>> Start Excerpted data
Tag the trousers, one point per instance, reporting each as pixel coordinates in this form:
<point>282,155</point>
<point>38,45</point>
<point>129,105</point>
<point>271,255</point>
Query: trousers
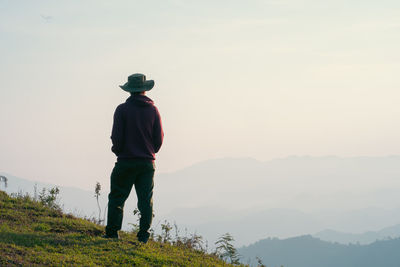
<point>125,175</point>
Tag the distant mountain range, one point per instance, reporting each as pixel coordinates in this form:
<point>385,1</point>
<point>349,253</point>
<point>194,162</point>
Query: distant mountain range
<point>363,238</point>
<point>307,251</point>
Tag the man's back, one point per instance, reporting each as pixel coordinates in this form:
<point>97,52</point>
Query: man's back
<point>137,130</point>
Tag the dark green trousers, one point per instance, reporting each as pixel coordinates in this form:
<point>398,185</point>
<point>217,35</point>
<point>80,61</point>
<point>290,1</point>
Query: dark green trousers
<point>125,174</point>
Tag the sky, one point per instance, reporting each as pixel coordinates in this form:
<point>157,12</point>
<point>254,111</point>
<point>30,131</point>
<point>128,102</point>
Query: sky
<point>258,78</point>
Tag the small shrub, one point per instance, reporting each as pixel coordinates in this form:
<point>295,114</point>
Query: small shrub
<point>49,198</point>
<point>225,250</point>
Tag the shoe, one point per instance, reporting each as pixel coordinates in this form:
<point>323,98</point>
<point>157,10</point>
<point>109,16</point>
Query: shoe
<point>143,240</point>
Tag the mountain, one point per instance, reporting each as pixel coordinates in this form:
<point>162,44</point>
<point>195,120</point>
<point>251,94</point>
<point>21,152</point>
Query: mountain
<point>306,251</point>
<point>252,199</point>
<point>362,238</point>
<point>33,234</point>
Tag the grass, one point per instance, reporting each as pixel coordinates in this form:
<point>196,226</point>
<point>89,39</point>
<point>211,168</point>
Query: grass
<point>32,234</point>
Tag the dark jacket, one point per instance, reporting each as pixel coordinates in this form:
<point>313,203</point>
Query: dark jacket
<point>137,130</point>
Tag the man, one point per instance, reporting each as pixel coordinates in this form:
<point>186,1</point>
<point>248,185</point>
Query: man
<point>136,136</point>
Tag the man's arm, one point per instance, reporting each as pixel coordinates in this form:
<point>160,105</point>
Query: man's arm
<point>158,133</point>
<point>117,135</point>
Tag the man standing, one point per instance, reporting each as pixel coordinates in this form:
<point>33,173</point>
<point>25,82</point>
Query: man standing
<point>136,136</point>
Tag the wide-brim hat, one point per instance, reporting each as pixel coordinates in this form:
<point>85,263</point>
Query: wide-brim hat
<point>137,83</point>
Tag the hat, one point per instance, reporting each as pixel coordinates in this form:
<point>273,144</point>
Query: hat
<point>137,83</point>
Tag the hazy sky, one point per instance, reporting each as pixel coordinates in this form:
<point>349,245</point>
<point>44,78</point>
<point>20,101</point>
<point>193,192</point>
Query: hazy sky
<point>261,79</point>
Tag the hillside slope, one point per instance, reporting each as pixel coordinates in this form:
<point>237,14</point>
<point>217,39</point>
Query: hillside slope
<point>33,234</point>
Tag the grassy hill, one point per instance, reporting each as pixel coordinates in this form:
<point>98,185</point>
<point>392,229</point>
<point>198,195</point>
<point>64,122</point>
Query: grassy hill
<point>32,233</point>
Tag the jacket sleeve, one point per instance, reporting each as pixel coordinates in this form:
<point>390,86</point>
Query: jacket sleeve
<point>158,133</point>
<point>117,135</point>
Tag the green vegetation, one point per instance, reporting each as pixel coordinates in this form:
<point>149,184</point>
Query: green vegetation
<point>38,233</point>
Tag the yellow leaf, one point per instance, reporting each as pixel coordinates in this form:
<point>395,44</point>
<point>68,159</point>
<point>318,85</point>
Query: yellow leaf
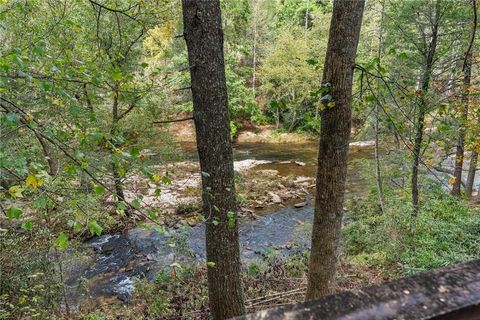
>> End Excerpted data
▶ _Directions for this task_
Reproduce the listing above line for line, without changing anything, and omit the pictures.

▶ _Expected answer_
Tag the trousers, one point per instance, reporting each as pixel coordinates in this form:
<point>282,155</point>
<point>38,45</point>
<point>129,105</point>
<point>271,255</point>
Query: trousers
<point>125,175</point>
Tag the distant mountain range, one point per instance, reporting each as pixel coordinates in this form:
<point>385,1</point>
<point>349,253</point>
<point>194,162</point>
Query: distant mountain range
<point>363,238</point>
<point>307,251</point>
Tag the man's back, one point per instance, reporting each as pixel coordinates in this form:
<point>97,52</point>
Query: man's back
<point>137,130</point>
Tag the dark green trousers, one point per instance, reporting each as pixel coordinates in this form:
<point>398,185</point>
<point>217,35</point>
<point>80,61</point>
<point>290,1</point>
Query: dark green trousers
<point>125,174</point>
Tag the sky, one point per instance, reporting each as pixel coordinates in this form:
<point>157,12</point>
<point>254,111</point>
<point>30,131</point>
<point>128,102</point>
Query: sky
<point>258,78</point>
Tag the small shrub, one point per instance, reporting each as pixel coordinates in this form:
<point>295,114</point>
Query: small shrub
<point>49,198</point>
<point>225,250</point>
Tag the shoe, one point per instance, reporting each as pixel coordinates in this form:
<point>323,98</point>
<point>157,10</point>
<point>109,16</point>
Query: shoe
<point>143,240</point>
Tag the mountain, one point per instance, reporting each as pixel coordinates in this form:
<point>162,44</point>
<point>195,120</point>
<point>251,94</point>
<point>21,152</point>
Query: mountain
<point>306,251</point>
<point>252,199</point>
<point>362,238</point>
<point>33,234</point>
Tag the grass, one point per instance, reporting each as pixel coordinates in this form:
<point>196,226</point>
<point>89,39</point>
<point>211,168</point>
Query: grass
<point>32,234</point>
Tag the dark jacket, one point per instance, reporting each as pixel coordinates in this form:
<point>313,203</point>
Query: dark jacket
<point>137,130</point>
Tag the man, one point per instance, reporting each as pixel coordinates in this form:
<point>186,1</point>
<point>248,185</point>
Query: man
<point>136,136</point>
Tag the man's arm, one point per instance, reporting each as pixel coordinates in this form:
<point>160,105</point>
Query: man's arm
<point>158,133</point>
<point>117,135</point>
Tag the man standing, one point per instance, reporting each as pixel coordinates in this form:
<point>33,173</point>
<point>25,82</point>
Query: man standing
<point>136,136</point>
Tag the wide-brim hat, one point per instance, reporting each as pixel coordinates in this form:
<point>85,263</point>
Query: wide-brim hat
<point>137,83</point>
Tag the hat, one point per instance, reporting each as pixel coordinates in this form:
<point>273,144</point>
Query: hat
<point>137,83</point>
Tag the hazy sky, one point per instance, reporting each as pixel coordinates in this form:
<point>349,245</point>
<point>44,78</point>
<point>20,101</point>
<point>193,192</point>
Query: hazy sky
<point>261,79</point>
Tag the hillside slope, one point per instance, reporting each as pixel coordinates in this form:
<point>237,14</point>
<point>217,39</point>
Query: hillside slope
<point>33,234</point>
Tag the grassy hill, one point per instance, reporting each as pixel coordinates in this form:
<point>98,185</point>
<point>392,229</point>
<point>198,195</point>
<point>64,122</point>
Query: grassy hill
<point>32,233</point>
Tag the jacket sleeve, one point per instance, reporting each as pixel coordinates in this form:
<point>390,86</point>
Query: jacket sleeve
<point>158,133</point>
<point>117,135</point>
Tag the green vegetation, one point per instance, reporting each as pixel coordinates in this form:
<point>149,184</point>
Query: green vegetation
<point>38,233</point>
Tag the yellow leaf, one point per instance, reporting each as pixel coordinates in this form:
<point>395,44</point>
<point>68,159</point>
<point>318,85</point>
Query: yellow leaf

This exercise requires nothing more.